* _Vorliegender Text_:
++++++++++++++++++++

5. April 2011 von Verschiedenen

Franca M’hamdi lebt und studiert in Konstanz Literatur-Kunst-­Medien und Gender Studies. Ihre deutsch-tunesischen Eltern brachten sie 1973 in Radolfzell am Boden­see zur Welt, seit 1999 arbeitet sie als Flug­begleiterin. Sie mag Gerechtig­keits­diskurse, Fern­sehserien und Sonnen­baden am See­rheinstrand… Über ersteres schreibt sie seit 2011 auch auf ihrem Blog post_gedanken.

Die Tunesier_innen gaben den Startschuss für die demokratisch-­revolutionären Umwälzungen in der arabischen Welt. Mit dem Umbruch wächst auch die Hoffnung auf die Neu­etablierung und Aus­weitung bereits bestehender Frauen­rechte. Seit der Unabhängigkeit von 1956 sind Polygamie und Verstoßung in Tunesien gesetzlich verboten, es besteht die Möglichkeit einer gericht­lichen Schei­dung auf der Grundlage von Geschlechter­gleichheit. Das Frauen­wahlrecht wurde ebenfalls 1956 eingeführt, seit 1963 war Abtreibung unter be­stimmten Indikationen erlaubt und ist seit 1973 straffrei. Nach offiziellen Angaben werden 99% aller tunesischen Mädchen eingeschult und 50% der Abiturient_innen und Studierenden sind weiblich, während ein Viertel aller Frauen erwerbs­tätig ist (Quelle: taz).

Das ist das frauenrechtliche Erbe der autokraten Herrschschaft von Ben Ali und seinem Vor­gänger Bourguiba. Gleich­berechtigung unter staatlicher Führung war sowohl erwünscht als auch gefördert. Frauen erhielten im Übergang in eine post­koloniale Ge­sellschaft Zu­gang zu Bürger_innen­rechten, Bildung und zum Arbeits­markt. Realpolitsch bedeutete das, dass unabhängige Frauen­organisationen verboten oder über­wacht und unter­drückt wurden. Öffentliche feministische Aktionen waren unmöglich und/oder der Polizei­willkür unterworfen.

++++++++++++++++++++

* _Aufgeführte Einträge_:

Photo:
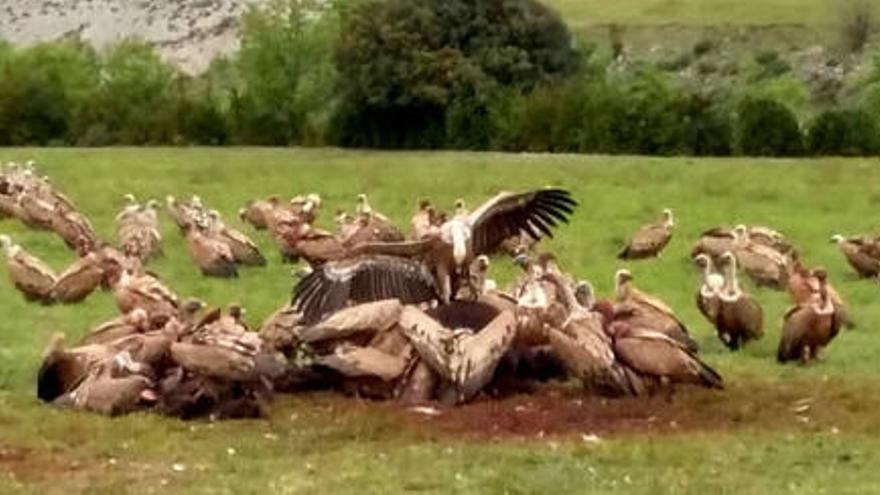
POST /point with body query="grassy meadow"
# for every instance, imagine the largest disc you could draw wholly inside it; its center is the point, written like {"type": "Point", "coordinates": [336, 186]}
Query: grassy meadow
{"type": "Point", "coordinates": [775, 429]}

++++++++++++++++++++

* _Arbeitsanweisungen_:
A. Geben Sie aus dem Text über Frauenrechte in Tunesien den Abschnitt von „5. April 2011“ bis einschließlich „ihrem Blog post_gedanken.“ wortgetreu aus.
B. Übersetzen Sie den Satz „Gleichberechtigung unter staatlicher Führung war sowohl erwünscht als auch gefördert.“ aus dem Text über Frauenrechte in Tunesien ins Englische.
C. Nennen Sie alle Jahreszahlen, die im Text über Frauenrechte in Tunesien vorkommen, jede nur einmal und in aufsteigender Reihenfolge.

* _Ergebnisse je Aufgabe_:
A.
5. April 2011 von Verschiedenen

Franca M’hamdi lebt und studiert in Konstanz Literatur-Kunst-­Medien und Gender Studies. Ihre deutsch-tunesischen Eltern brachten sie 1973 in Radolfzell am Boden­see zur Welt, seit 1999 arbeitet sie als Flug­begleiterin. Sie mag Gerechtig­keits­diskurse, Fern­sehserien und Sonnen­baden am See­rheinstrand… Über ersteres schreibt sie seit 2011 auch auf ihrem Blog post_gedanken.

B. Equal rights under state leadership were both desired and promoted.

C. 1956, 1963, 1973, 1999, 2011